[WORKING DATA Boundary: Start]

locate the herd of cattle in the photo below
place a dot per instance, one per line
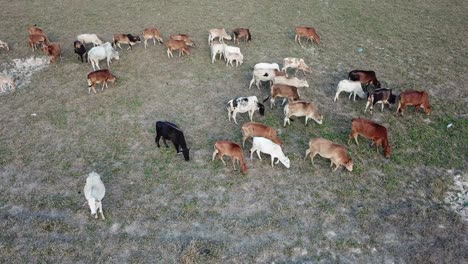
(265, 139)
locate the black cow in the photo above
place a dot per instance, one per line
(365, 77)
(80, 49)
(383, 96)
(170, 131)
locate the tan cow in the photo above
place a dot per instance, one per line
(254, 129)
(329, 150)
(302, 108)
(231, 149)
(100, 76)
(152, 33)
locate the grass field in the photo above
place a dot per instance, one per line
(161, 209)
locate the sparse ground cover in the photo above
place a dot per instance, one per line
(160, 208)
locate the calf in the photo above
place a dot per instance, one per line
(254, 129)
(244, 104)
(170, 131)
(241, 33)
(295, 63)
(35, 40)
(152, 33)
(128, 39)
(352, 87)
(177, 45)
(100, 76)
(281, 90)
(264, 145)
(308, 32)
(420, 99)
(80, 49)
(329, 150)
(231, 149)
(218, 33)
(4, 45)
(52, 50)
(371, 130)
(89, 38)
(365, 77)
(302, 108)
(185, 38)
(382, 96)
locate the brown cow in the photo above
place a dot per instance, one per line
(231, 149)
(371, 130)
(185, 38)
(282, 90)
(52, 50)
(329, 150)
(308, 32)
(152, 33)
(420, 99)
(241, 33)
(100, 76)
(254, 129)
(177, 45)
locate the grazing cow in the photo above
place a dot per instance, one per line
(302, 108)
(371, 130)
(80, 49)
(265, 145)
(128, 39)
(89, 38)
(351, 87)
(218, 33)
(231, 149)
(329, 150)
(34, 30)
(420, 99)
(94, 192)
(293, 81)
(52, 50)
(168, 130)
(152, 33)
(6, 83)
(177, 45)
(308, 32)
(100, 76)
(185, 38)
(241, 33)
(365, 77)
(295, 63)
(217, 48)
(35, 40)
(382, 96)
(254, 129)
(248, 104)
(4, 45)
(281, 90)
(105, 51)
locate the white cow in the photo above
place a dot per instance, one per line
(105, 51)
(94, 191)
(89, 38)
(267, 146)
(352, 87)
(244, 104)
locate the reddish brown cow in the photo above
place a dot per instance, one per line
(420, 99)
(371, 130)
(52, 50)
(254, 129)
(231, 149)
(100, 76)
(308, 32)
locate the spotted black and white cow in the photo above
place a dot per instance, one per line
(244, 104)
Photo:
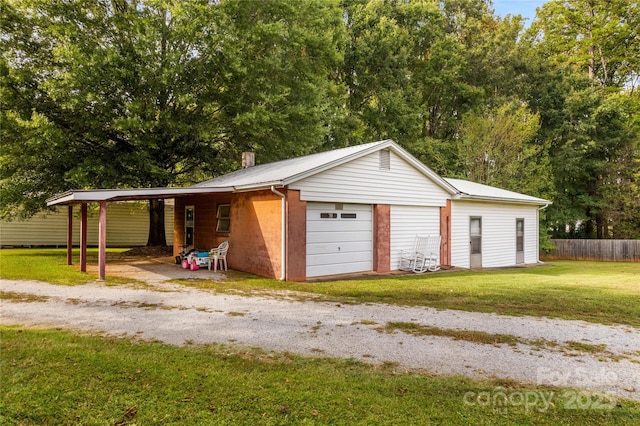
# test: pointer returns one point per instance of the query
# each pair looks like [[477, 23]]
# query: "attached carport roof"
[[94, 195]]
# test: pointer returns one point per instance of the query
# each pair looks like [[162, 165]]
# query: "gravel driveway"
[[180, 315]]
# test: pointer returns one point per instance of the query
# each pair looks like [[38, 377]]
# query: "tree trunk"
[[157, 235]]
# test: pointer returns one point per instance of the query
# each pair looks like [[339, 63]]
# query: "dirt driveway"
[[545, 353]]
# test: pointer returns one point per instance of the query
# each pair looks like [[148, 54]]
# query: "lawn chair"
[[423, 257], [219, 254]]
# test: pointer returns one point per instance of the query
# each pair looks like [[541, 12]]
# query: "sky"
[[526, 8]]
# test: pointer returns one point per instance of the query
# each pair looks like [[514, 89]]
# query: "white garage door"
[[406, 223], [339, 238]]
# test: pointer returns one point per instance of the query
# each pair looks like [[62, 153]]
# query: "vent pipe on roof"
[[248, 159]]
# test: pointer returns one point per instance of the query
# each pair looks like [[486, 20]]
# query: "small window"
[[223, 218], [385, 160]]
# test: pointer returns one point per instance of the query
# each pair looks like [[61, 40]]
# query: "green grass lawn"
[[50, 265], [58, 377], [602, 292]]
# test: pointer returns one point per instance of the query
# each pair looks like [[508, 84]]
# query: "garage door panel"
[[342, 241], [350, 247], [320, 237], [335, 258], [337, 226], [346, 268]]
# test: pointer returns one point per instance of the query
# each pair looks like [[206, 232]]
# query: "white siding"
[[406, 223], [362, 181], [498, 232], [127, 225], [339, 245]]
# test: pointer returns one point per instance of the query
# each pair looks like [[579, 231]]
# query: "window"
[[223, 218]]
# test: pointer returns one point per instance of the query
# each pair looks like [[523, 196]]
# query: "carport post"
[[83, 237], [102, 241], [70, 234]]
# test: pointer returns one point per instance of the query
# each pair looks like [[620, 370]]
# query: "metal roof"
[[477, 191], [92, 195], [281, 173]]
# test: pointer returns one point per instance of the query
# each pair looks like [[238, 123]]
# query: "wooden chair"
[[423, 257], [219, 254]]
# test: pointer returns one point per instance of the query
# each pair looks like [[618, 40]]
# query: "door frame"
[[519, 240], [189, 224], [475, 258]]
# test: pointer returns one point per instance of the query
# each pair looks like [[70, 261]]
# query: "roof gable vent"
[[248, 159], [385, 159]]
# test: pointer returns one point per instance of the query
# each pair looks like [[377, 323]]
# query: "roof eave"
[[468, 197], [130, 194]]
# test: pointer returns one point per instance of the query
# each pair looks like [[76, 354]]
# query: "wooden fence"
[[611, 250]]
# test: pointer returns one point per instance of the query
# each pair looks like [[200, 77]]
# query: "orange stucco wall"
[[255, 235], [382, 238], [296, 237]]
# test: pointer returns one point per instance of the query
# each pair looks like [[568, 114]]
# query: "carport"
[[103, 196]]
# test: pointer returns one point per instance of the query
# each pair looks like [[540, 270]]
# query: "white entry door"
[[339, 238]]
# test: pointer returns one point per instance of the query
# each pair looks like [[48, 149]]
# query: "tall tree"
[[142, 93], [586, 108]]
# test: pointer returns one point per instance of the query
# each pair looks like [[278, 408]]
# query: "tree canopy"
[[143, 93]]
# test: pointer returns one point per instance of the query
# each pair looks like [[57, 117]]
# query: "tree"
[[584, 96], [497, 147], [145, 93]]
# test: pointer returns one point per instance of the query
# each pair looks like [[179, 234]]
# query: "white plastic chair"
[[219, 254], [423, 257]]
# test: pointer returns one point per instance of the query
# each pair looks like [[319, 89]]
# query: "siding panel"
[[127, 225], [362, 181], [498, 233]]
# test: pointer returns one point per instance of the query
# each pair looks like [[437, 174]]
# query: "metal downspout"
[[283, 253]]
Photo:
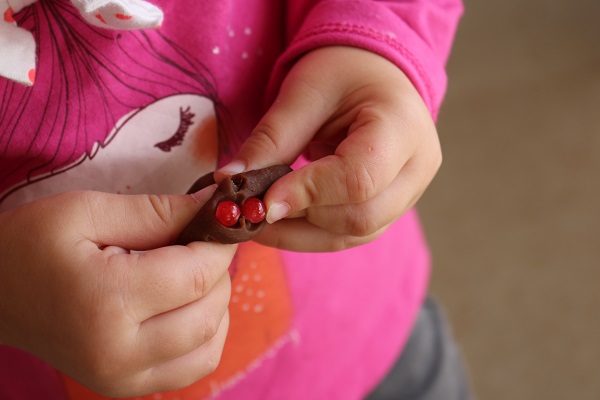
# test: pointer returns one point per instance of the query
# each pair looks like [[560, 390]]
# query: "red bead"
[[254, 210], [228, 213]]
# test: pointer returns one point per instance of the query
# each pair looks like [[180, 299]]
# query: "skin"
[[121, 324], [126, 324], [372, 142]]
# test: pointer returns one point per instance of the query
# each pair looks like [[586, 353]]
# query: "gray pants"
[[430, 367]]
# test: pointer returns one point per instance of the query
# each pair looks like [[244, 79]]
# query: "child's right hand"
[[121, 324]]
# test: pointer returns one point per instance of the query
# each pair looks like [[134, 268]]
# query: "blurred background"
[[513, 216]]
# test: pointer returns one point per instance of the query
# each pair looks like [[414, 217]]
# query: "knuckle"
[[203, 281], [163, 209], [360, 184], [361, 224]]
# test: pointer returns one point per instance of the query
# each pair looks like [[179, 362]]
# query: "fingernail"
[[234, 167], [278, 211], [202, 195]]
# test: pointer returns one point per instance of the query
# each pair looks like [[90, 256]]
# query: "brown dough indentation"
[[237, 188]]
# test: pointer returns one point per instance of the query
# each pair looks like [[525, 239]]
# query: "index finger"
[[362, 166], [167, 278]]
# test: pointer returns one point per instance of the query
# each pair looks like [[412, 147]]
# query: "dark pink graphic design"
[[89, 81]]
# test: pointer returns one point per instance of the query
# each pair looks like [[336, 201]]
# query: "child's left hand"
[[372, 142]]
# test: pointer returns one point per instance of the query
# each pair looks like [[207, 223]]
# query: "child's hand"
[[373, 144], [122, 324]]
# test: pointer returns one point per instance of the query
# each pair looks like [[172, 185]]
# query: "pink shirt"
[[150, 111]]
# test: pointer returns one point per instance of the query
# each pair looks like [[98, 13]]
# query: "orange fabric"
[[261, 314]]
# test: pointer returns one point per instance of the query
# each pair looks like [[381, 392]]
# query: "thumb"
[[301, 108], [139, 222]]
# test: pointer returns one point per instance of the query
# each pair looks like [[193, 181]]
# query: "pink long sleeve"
[[416, 35]]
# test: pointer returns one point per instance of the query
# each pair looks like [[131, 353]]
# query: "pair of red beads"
[[228, 212]]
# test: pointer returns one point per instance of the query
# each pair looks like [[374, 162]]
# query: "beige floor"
[[513, 216]]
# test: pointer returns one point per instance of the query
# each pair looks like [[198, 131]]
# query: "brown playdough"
[[237, 188]]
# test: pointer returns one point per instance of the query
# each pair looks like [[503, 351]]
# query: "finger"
[[305, 101], [138, 222], [363, 165], [366, 218], [167, 278], [300, 235], [190, 368], [173, 334]]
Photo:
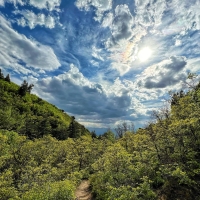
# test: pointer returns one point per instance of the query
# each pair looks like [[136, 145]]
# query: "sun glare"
[[144, 54]]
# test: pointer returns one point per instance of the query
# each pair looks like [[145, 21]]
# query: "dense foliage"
[[159, 162], [29, 115]]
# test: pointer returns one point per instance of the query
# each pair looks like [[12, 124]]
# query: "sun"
[[144, 54]]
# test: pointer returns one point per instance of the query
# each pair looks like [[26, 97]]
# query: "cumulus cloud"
[[165, 74], [19, 52], [149, 12], [76, 94], [32, 20], [122, 23]]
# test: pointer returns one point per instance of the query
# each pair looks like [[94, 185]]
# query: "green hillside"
[[33, 117], [158, 162]]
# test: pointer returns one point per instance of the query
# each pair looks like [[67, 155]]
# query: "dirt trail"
[[83, 191]]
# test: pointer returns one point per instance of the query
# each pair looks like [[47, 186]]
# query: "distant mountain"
[[31, 116]]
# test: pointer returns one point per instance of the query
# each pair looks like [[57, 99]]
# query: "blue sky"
[[102, 61]]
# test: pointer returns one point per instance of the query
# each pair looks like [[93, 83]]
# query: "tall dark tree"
[[25, 88], [7, 78], [72, 129], [1, 75]]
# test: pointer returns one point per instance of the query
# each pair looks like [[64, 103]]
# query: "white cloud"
[[45, 4], [164, 75], [101, 6], [32, 20], [20, 53], [149, 12], [2, 3]]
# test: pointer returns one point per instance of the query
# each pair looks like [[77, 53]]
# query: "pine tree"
[[7, 78], [1, 75]]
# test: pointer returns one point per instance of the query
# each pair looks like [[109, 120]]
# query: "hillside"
[[158, 162], [33, 117]]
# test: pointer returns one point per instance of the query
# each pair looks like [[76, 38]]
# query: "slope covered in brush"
[[29, 115]]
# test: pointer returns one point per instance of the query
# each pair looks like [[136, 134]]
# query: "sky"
[[102, 61]]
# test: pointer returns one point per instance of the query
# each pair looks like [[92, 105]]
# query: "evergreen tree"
[[7, 78], [1, 75], [25, 88]]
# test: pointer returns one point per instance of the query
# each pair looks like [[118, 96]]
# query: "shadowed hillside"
[[31, 116]]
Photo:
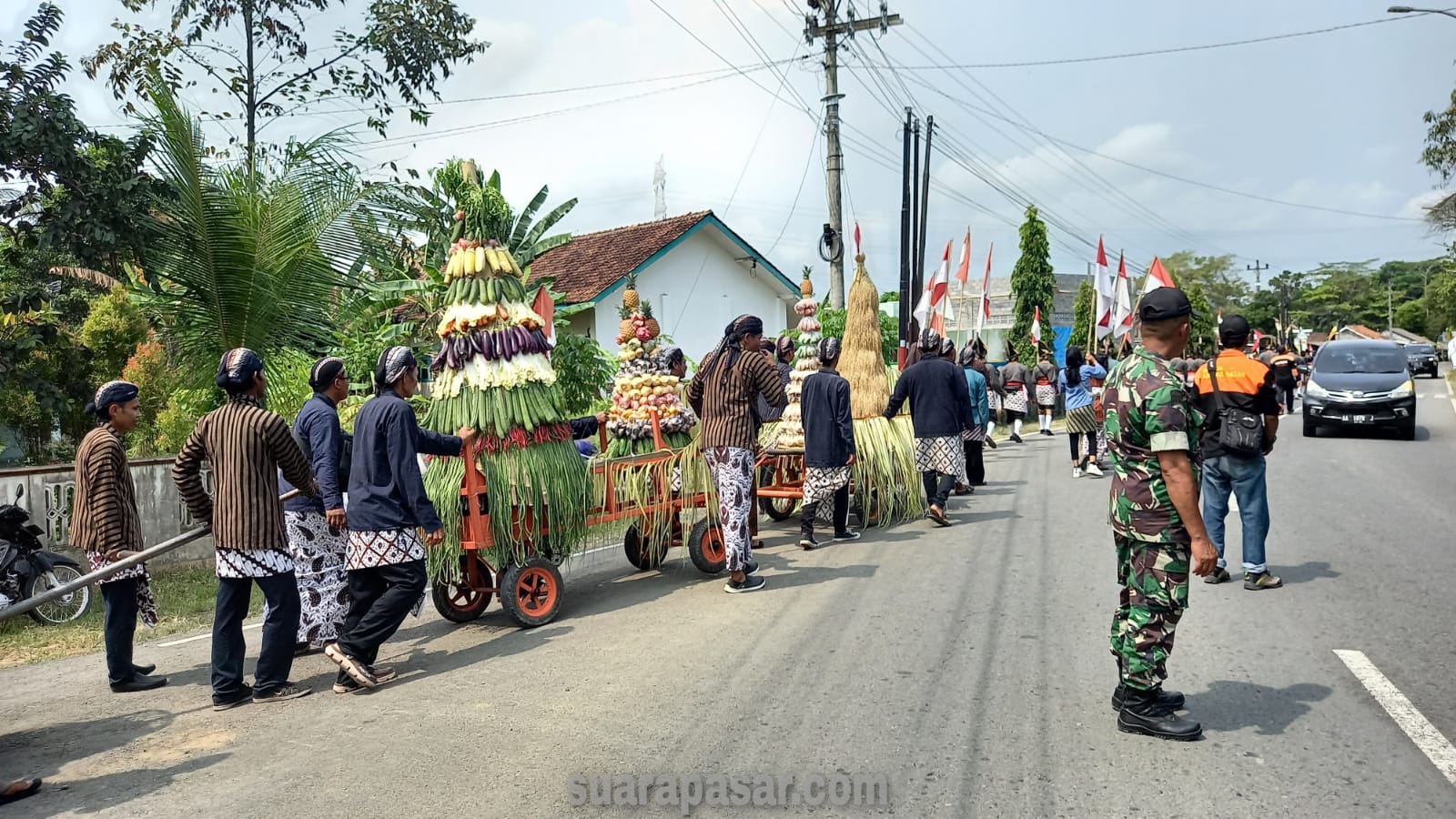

[WORKING DATA Boundary: End]

● **WHAT IS BEING ASKED**: Copy all lines from the material that contain "above".

● **EXPECTED ANSWER**:
locate the black cow in the photo above
locate the tan cow in the photo above
locate the grass field in the photo above
locate the sparse ground cover in the photo above
locate the calf in the photo above
locate the brown cow in the photo above
locate the grazing cow in the photo above
locate the white cow in the photo above
locate the reddish brown cow in the photo above
locate the spotted black and white cow in the photo above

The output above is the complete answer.